**Aim**
Please copy out every line from the line with "of the snowy" to the line with "[(733, 258), (969, 87), (273, 292), (25, 202)]", both included, and shift each coordinate in the answers by -113. Give only those lines, each one in full.

**Given records**
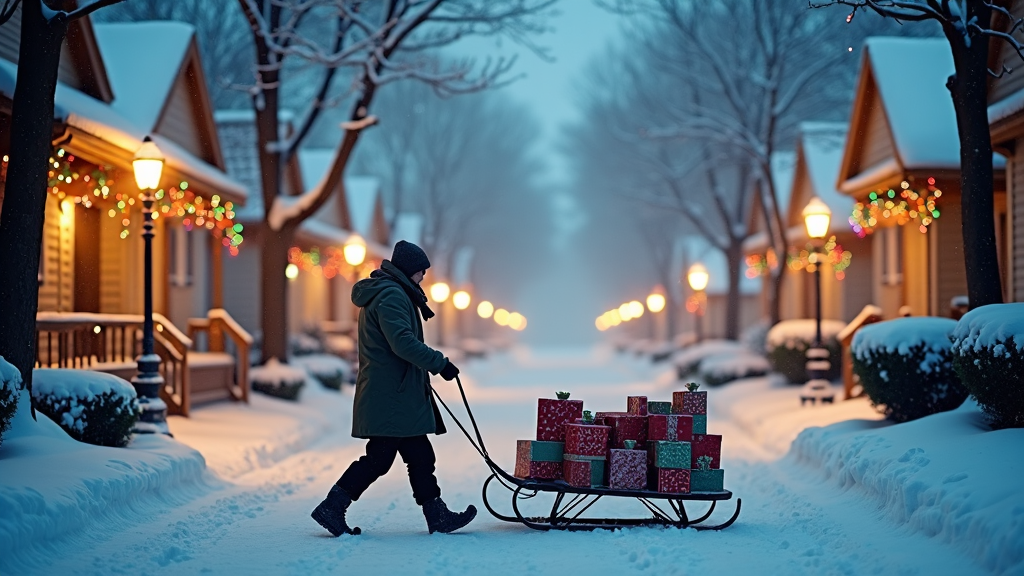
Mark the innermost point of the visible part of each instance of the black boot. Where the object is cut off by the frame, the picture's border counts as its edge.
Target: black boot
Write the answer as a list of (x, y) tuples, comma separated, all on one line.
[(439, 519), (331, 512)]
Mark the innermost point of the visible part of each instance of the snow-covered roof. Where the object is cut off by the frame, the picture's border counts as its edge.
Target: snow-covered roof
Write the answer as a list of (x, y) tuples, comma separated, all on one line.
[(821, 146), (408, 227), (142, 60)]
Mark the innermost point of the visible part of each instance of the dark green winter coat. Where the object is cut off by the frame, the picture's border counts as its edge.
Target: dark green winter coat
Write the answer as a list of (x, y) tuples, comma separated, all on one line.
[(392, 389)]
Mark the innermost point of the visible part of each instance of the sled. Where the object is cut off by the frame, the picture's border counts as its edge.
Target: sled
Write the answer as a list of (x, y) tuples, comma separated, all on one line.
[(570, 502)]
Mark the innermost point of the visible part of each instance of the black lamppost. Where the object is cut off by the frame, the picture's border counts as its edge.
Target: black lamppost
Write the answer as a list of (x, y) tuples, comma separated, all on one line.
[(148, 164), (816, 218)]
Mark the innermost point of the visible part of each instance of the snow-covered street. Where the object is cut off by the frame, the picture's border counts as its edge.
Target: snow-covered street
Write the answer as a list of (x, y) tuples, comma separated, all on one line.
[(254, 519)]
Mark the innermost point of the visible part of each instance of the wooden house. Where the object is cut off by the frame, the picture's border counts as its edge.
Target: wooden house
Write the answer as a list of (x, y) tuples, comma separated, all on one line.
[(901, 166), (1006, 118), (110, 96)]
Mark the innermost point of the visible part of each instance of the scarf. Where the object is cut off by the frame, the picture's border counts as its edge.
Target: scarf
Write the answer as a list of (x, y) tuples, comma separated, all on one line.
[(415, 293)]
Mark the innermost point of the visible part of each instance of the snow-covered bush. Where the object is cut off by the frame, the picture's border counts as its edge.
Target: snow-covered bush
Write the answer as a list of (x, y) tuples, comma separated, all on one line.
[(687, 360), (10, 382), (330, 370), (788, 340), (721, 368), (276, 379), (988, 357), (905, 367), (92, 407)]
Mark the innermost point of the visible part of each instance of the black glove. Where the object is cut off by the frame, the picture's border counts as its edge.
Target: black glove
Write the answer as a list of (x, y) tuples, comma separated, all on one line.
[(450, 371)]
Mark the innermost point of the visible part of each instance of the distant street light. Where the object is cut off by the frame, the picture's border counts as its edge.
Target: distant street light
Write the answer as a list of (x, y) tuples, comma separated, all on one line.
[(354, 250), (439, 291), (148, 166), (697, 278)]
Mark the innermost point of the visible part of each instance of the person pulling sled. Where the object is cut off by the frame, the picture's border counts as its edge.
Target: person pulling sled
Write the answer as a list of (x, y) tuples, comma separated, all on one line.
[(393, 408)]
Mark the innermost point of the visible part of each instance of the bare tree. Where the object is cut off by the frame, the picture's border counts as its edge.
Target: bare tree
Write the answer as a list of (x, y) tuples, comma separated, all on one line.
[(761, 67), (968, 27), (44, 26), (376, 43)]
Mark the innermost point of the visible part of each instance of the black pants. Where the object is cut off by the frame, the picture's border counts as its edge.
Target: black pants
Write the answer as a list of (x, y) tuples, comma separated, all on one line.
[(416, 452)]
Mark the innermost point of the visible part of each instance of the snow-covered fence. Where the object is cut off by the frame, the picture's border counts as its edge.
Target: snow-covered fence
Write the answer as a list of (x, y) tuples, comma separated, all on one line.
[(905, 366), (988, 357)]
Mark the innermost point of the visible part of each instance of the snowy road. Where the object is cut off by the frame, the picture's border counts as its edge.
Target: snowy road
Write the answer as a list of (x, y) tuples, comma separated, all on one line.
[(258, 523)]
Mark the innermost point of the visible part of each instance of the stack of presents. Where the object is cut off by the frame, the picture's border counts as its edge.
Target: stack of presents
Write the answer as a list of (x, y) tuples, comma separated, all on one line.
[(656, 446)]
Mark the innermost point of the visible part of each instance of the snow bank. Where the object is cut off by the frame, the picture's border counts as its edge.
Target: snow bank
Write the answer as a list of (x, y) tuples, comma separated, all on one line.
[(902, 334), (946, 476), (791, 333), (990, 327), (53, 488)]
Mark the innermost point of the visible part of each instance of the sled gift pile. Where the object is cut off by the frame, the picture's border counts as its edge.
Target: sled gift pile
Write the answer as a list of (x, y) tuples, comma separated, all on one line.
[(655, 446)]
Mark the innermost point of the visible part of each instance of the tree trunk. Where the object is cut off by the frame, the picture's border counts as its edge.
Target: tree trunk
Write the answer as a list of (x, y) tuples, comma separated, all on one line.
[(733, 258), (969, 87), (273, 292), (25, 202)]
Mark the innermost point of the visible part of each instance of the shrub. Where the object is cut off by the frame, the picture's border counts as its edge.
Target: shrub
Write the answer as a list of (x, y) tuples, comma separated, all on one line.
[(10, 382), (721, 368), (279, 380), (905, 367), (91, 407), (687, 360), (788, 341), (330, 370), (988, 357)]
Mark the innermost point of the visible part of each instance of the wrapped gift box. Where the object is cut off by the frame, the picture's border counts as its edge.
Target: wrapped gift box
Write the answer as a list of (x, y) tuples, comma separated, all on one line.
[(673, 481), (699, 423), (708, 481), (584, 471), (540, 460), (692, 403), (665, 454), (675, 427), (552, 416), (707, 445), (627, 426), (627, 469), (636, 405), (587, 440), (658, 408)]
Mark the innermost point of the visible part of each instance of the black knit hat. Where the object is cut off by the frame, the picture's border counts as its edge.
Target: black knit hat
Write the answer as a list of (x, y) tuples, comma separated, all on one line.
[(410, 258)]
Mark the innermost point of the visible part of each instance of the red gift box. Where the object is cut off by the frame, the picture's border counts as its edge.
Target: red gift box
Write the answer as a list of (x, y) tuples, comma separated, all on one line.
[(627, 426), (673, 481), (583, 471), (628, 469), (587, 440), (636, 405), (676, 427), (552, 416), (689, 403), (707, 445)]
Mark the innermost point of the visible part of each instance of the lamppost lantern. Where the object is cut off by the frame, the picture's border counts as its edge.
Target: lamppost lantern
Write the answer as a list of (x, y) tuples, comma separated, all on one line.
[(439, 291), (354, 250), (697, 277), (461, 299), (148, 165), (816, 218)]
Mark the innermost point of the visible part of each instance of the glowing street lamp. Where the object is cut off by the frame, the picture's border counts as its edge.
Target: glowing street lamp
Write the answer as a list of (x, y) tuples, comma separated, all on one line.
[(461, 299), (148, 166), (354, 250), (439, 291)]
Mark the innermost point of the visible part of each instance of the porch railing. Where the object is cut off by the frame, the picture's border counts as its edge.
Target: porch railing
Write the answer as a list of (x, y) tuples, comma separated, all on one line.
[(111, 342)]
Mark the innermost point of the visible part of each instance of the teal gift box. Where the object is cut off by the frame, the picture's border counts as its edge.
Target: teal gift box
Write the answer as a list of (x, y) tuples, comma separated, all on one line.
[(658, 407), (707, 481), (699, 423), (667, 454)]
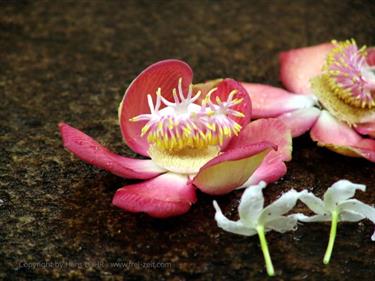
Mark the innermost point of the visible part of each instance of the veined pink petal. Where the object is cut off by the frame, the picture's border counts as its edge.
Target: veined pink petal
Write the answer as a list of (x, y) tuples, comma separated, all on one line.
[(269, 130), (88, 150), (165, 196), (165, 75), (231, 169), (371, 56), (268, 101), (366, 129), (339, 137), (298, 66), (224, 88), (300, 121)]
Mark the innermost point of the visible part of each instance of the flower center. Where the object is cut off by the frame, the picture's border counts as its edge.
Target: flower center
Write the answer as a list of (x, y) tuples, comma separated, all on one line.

**Task output**
Mark the innermost point of the visible part of each instance of the snowy road. Where the object is cut off by the frame, the picture's border counts as its edge.
Target: snowy road
Write the answer as a list of (x, y) tuples, comma separated, all on one line.
[(145, 410)]
Mark the innermost point of the visible part of each instance of the stack of presents. Where the object is cut off by the frame, the picture's border counts as its edge.
Target: stack of presents
Write the answer as a list of (x, y) tuples, comma separated, all on one line.
[(543, 333)]
Mark the innermost point of the visible part of each instance of the snow bank. Where the object is cut off by the frame, the picture's border counts as its edge.
Target: snow bank
Write the answer as a list of (x, y) tuples, comma separated, all on one line.
[(789, 221), (833, 363), (678, 220), (877, 214), (-60, 375)]
Mark the innermost point of the visible part of each instance of the sled gift pile. Where the object is cut off by the frame, the picture's border counts as its edge.
Target: sled gift pile
Write the answer as a list of (x, y) tuples, comma separated, all on one line.
[(542, 333)]
Mark the innermost point of the visible part of each instance of the tree trunk. Where the object is cut off by the frame, the picture's border counts as its edge.
Target: tree trunk
Write the answer as a list of (x, y) tuples, comma separated, all on one line.
[(620, 145), (856, -26), (160, 179), (-88, 89)]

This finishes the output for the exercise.